→ MATERIAL SHOWN:
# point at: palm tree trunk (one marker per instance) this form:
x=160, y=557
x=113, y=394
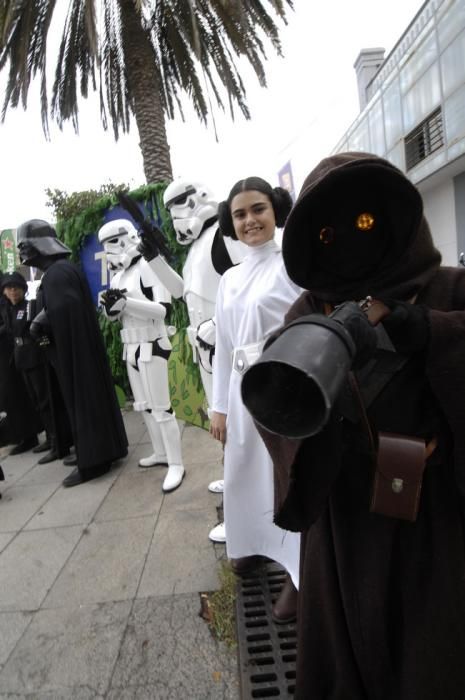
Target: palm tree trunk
x=145, y=95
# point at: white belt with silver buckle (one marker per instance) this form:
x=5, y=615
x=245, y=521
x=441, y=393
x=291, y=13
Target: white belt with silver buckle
x=246, y=355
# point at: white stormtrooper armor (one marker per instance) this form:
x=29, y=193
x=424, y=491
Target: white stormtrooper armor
x=194, y=211
x=192, y=207
x=145, y=338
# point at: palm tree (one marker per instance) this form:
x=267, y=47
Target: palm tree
x=141, y=56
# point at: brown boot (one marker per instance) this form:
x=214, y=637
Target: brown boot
x=284, y=610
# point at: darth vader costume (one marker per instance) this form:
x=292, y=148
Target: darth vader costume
x=381, y=599
x=75, y=351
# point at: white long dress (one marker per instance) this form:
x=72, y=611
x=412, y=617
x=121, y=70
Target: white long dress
x=252, y=300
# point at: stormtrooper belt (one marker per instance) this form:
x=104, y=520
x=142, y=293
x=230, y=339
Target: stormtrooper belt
x=142, y=334
x=246, y=355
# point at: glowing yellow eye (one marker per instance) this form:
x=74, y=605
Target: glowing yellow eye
x=327, y=235
x=365, y=221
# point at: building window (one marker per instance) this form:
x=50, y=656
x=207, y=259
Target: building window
x=425, y=138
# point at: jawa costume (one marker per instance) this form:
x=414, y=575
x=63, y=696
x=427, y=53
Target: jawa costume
x=381, y=599
x=76, y=352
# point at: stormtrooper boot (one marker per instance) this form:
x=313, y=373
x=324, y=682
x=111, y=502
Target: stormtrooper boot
x=158, y=457
x=172, y=440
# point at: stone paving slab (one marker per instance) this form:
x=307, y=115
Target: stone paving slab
x=100, y=583
x=68, y=648
x=20, y=503
x=12, y=626
x=181, y=559
x=106, y=565
x=63, y=508
x=31, y=563
x=135, y=494
x=167, y=654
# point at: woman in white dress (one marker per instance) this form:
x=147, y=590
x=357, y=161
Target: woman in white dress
x=252, y=300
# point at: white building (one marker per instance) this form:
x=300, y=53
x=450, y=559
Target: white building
x=413, y=114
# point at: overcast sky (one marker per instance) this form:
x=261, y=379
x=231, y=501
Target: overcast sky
x=311, y=99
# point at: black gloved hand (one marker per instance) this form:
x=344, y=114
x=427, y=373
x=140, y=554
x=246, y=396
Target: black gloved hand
x=148, y=246
x=353, y=318
x=407, y=326
x=114, y=301
x=39, y=330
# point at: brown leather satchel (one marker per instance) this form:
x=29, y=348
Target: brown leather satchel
x=400, y=463
x=398, y=476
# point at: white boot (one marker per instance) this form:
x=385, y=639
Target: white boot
x=158, y=457
x=216, y=486
x=173, y=478
x=218, y=533
x=172, y=441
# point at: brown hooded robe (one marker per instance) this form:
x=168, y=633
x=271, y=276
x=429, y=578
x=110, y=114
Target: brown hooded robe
x=382, y=600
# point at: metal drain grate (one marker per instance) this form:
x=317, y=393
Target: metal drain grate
x=267, y=651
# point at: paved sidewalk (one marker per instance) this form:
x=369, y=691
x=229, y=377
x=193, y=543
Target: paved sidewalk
x=99, y=584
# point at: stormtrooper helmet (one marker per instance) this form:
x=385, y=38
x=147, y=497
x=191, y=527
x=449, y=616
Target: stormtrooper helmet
x=190, y=205
x=120, y=240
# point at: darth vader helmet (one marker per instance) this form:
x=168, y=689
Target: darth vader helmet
x=36, y=239
x=120, y=240
x=190, y=205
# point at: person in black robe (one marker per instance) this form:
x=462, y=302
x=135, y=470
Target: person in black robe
x=381, y=599
x=20, y=421
x=76, y=352
x=29, y=358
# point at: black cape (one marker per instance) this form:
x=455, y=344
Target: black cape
x=79, y=359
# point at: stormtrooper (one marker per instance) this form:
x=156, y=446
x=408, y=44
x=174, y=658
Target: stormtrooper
x=194, y=212
x=139, y=296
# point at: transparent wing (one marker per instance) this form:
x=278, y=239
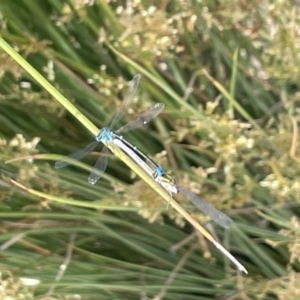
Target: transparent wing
x=206, y=208
x=80, y=153
x=100, y=166
x=143, y=118
x=129, y=96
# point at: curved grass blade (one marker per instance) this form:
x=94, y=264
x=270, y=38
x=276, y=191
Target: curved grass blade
x=210, y=211
x=80, y=153
x=129, y=96
x=143, y=118
x=100, y=166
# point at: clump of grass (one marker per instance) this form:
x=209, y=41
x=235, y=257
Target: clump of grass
x=226, y=72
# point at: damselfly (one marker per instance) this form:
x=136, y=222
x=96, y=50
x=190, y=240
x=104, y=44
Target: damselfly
x=170, y=184
x=105, y=135
x=171, y=187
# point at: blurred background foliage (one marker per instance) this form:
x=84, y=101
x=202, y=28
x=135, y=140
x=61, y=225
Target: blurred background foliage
x=228, y=73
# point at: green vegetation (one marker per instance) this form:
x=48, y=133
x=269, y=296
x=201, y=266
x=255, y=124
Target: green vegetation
x=227, y=72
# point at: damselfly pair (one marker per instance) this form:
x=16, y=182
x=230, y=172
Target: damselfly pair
x=110, y=139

→ WORK TO COMPLETE: Please copy out, character for character, the stretch of rows above from the line containing "# point at: darth vader costume" through the line containing "x=172, y=440".

→ RESULT OF THIS TASK:
# point at: darth vader costume (one marker per instance) this form:
x=292, y=148
Target: darth vader costume
x=381, y=599
x=75, y=351
# point at: white long dress (one marker per instance) this form:
x=72, y=611
x=412, y=617
x=121, y=70
Target: white long dress
x=252, y=300
# point at: stormtrooper belt (one marker per instance) this form:
x=104, y=520
x=142, y=293
x=230, y=339
Target: stormtrooper belt
x=142, y=334
x=246, y=355
# point at: glowing yellow eye (one marker per instance) this form:
x=74, y=605
Target: glowing yellow eye
x=327, y=235
x=365, y=221
# point at: building window (one marker per instance) this form:
x=50, y=656
x=207, y=259
Target: building window
x=425, y=138
# point at: jawa costume (one marker per instance) this form:
x=414, y=575
x=63, y=696
x=427, y=53
Target: jawa costume
x=381, y=599
x=76, y=352
# point at: stormtrooper boot (one marker per instance) this form:
x=313, y=373
x=324, y=682
x=111, y=502
Target: stormtrooper boot
x=158, y=457
x=172, y=440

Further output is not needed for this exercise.